### [PAGE TEXT]
Determine whether he following logic argument is valid.

**MathsNewbie0811** · August 21st 2011, 12:16 AM

I am stuck in this question. Please help.

$Determine whether he following logic argument is valid.-untitled.jpg$

**MATHNEM** · August 21st 2011, 12:50 AM

We have to deduce $t\rightarrow w$ , which is equivalent to $\neg w \rightarrow \neg t$ , from:

$\\ \neg p \rightarrow (r \wedge \neg s) \quad (1) \\ t \rightarrow s \quad (2) \\ u \rightarrow \neg p \quad (3) \\ \neg w \quad (4) \\ u \vee w \quad (5) \\ u \quad (6) \mbox{ From 5 and 4} \\ \neg p \quad (7) \mbox{ From 3 and 6 } \\ r \wedge \neg s \quad (8) \mbox{ From 1 and 7 } \\ \neg s \quad (9)\mbox{ From 8 } \\ \neg t \quad (10) \mbox{ From 2 and 9 } \\ \neg w \rightarrow \neg t \quad \mbox{ From 4 and 10 }$

Hence, it's a valid argument. Hope this helps you.

**terrorsquid** · August 21st 2011, 01:36 AM

How do you get (9) from 8? Truth table gives F T F F which is something different.

**Also sprach Zarathustra** · August 21st 2011, 01:53 AM

Originally Posted by terrorsquid

How do you get (9) from 8? Truth table gives F T F F which is something different.

$\frac{\alpha \land \beta}{\alpha }$

and,

$\frac{\alpha \land \beta}{\beta }$

Edit:

Proof:

$\alpha \land \beta$ true only when $\alpha$ and $\beta$ are both true. Therefor, if $\alpha \land \beta$ true at particular reference, so are $\alpha$ and $\beta$ are true in that particular reference.

### [INFORMATION GIVEN]
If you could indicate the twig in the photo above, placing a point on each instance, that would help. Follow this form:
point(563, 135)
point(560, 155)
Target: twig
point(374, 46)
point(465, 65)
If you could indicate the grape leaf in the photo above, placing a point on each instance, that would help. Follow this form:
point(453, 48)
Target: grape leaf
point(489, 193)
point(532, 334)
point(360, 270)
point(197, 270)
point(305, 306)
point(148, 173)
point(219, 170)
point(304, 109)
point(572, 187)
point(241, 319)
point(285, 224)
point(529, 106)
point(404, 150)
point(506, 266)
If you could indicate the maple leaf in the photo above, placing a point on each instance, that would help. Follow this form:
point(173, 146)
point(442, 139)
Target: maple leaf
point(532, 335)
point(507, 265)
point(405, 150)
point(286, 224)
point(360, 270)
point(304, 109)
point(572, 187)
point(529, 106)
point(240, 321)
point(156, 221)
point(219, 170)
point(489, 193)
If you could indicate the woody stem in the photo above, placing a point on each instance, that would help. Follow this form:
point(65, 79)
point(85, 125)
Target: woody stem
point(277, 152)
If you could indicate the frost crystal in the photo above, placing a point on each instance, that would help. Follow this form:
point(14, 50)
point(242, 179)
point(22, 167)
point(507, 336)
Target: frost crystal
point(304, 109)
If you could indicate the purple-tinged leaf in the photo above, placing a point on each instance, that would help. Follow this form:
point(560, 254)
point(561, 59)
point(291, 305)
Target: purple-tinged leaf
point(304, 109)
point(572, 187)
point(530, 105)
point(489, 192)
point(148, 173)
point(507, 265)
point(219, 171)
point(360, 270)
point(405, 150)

--

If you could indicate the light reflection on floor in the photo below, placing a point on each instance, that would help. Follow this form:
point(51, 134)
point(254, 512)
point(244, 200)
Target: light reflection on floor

### [LIST OF TASKS]
A. Answer each question from the thread, one line each, marked (i), (ii) and (iii).
(i) Which formula does MATHNEM state is equivalent to t → w?
(ii) What truth-table values does terrorsquid report?
(iii) According to Also sprach Zarathustra, under what condition is α ∧ β true?
B. Summarize the thread in two sentences.
C. Restate more briefly the paragraph of the thread that begins "α ∧ β true only when", keeping its main facts.

### [THE REPLIES]
A.
(i) ¬w → ¬t
(ii) F T F F
(iii) Only when α and β are both true.

B. A poster asks whether a logic argument is valid, and MATHNEM derives ¬w → ¬t, which is equivalent to t → w, through a chain of numbered steps and concludes that the argument is valid. When terrorsquid asks how step (9) follows from step (8), Also sprach Zarathustra gives the rules that each conjunct may be inferred from a conjunction and justifies them by noting that α ∧ β is true only when both α and β are true.

C. Since α ∧ β is true only when α and β are both true, wherever α ∧ β holds, α and β each hold as well.